Document segment =>
Try as they might, though, those in the top five were either committed to other bouts or simply said no, so the best the UFC could do for the seventh-ranked Brunson was to offer him a fight against No. 10 Kevin Holland.
It wasn’t the fight Brunson wanted, or felt he deserved after upping his winning streak to three after stopping Shahbazyan, but Brunson is nothing if not practical.
“It is what it is and I’d rather not dwell on whether I like the fight or not,” said Brunson, who meets Holland on Saturday in the main event of UFC Vegas 22 at Apex. “Doing that kind of takes my energy away from the fight. I had asked for a top five guy over and over. Guys turned it down and I was told a lot of the guys weren’t available.
“The guy called me out and this is the only fight the UFC was willing to make. So I have the fight and now it’s up to me to go out and perform and win it.”
Brunson has largely been quiet as Holland has kept up a constant chatter in the media. Holland has repeatedly referred to Brunson as a "gatekeeper" and as “Bumson,” though Brunson just laughed it off.
He’s been around far too long for that kind of tactic to work on him.
And as he looked at what Holland’s done, including his 5-0 run in 2020 that got him Fighter of the Year consideration, he sees his own areas to poke at.
“It’s disrespectful for him to talk that way, but if that’s how he wants to promote himself and his fight, good for him; go crazy,” Brunson said. “He can promote himself and the fight however he wants and that doesn’t change the simple fact that I have to go out there and do the job. Whether he was being nice and respectful or whether he’s been trash talking me, it wouldn’t change a thing when the bell rings.

Assignment =>
Could you reproduce, word for word, the part of the article on Brunson's fight with Holland that begins at the words "Try as they" and stops after "if not practical."?

Text-to-region grounding data =>
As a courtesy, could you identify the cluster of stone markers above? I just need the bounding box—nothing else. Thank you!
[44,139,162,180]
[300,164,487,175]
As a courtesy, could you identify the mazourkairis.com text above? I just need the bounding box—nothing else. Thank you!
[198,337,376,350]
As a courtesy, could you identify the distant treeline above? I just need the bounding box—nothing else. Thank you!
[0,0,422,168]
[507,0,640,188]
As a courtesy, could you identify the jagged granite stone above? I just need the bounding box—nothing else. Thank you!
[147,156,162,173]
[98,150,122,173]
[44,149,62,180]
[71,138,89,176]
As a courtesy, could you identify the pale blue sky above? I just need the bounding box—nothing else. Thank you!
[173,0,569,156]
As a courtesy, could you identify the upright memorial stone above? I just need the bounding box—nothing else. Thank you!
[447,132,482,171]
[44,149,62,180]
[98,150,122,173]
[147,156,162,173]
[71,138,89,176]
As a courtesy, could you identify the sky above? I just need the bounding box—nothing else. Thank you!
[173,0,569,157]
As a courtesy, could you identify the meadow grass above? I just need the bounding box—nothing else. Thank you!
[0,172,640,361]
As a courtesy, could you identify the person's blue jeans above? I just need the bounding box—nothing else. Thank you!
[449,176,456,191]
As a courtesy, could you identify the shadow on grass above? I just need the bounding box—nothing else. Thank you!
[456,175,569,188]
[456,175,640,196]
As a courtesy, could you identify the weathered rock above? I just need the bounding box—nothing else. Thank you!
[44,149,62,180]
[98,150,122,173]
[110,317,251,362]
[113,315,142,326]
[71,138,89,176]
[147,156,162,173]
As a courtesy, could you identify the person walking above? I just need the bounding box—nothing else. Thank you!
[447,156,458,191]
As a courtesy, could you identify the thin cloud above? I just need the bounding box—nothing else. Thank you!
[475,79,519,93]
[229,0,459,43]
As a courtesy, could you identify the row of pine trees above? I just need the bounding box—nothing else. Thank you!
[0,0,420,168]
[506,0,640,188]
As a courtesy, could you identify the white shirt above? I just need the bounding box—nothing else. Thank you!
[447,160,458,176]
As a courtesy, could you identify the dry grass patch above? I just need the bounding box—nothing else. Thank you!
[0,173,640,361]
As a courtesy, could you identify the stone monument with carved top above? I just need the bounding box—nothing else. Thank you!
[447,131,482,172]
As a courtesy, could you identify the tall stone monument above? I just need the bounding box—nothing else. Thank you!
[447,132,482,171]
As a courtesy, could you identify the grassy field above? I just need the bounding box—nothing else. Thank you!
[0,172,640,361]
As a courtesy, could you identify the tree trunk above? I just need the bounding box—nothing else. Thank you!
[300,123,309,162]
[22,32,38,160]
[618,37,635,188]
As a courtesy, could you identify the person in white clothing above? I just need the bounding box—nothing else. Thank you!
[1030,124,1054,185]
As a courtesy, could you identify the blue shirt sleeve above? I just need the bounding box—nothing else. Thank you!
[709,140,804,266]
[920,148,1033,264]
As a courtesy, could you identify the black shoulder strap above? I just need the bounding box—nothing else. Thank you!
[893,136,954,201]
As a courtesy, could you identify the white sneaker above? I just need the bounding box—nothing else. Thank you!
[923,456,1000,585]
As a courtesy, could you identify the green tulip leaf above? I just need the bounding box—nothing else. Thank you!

Solution for this task =>
Try as they might, though, those in the top five were either committed to other bouts or simply said no, so the best the UFC could do for the seventh-ranked Brunson was to offer him a fight against No. 10 Kevin Holland.
It wasn’t the fight Brunson wanted, or felt he deserved after upping his winning streak to three after stopping Shahbazyan, but Brunson is nothing if not practical.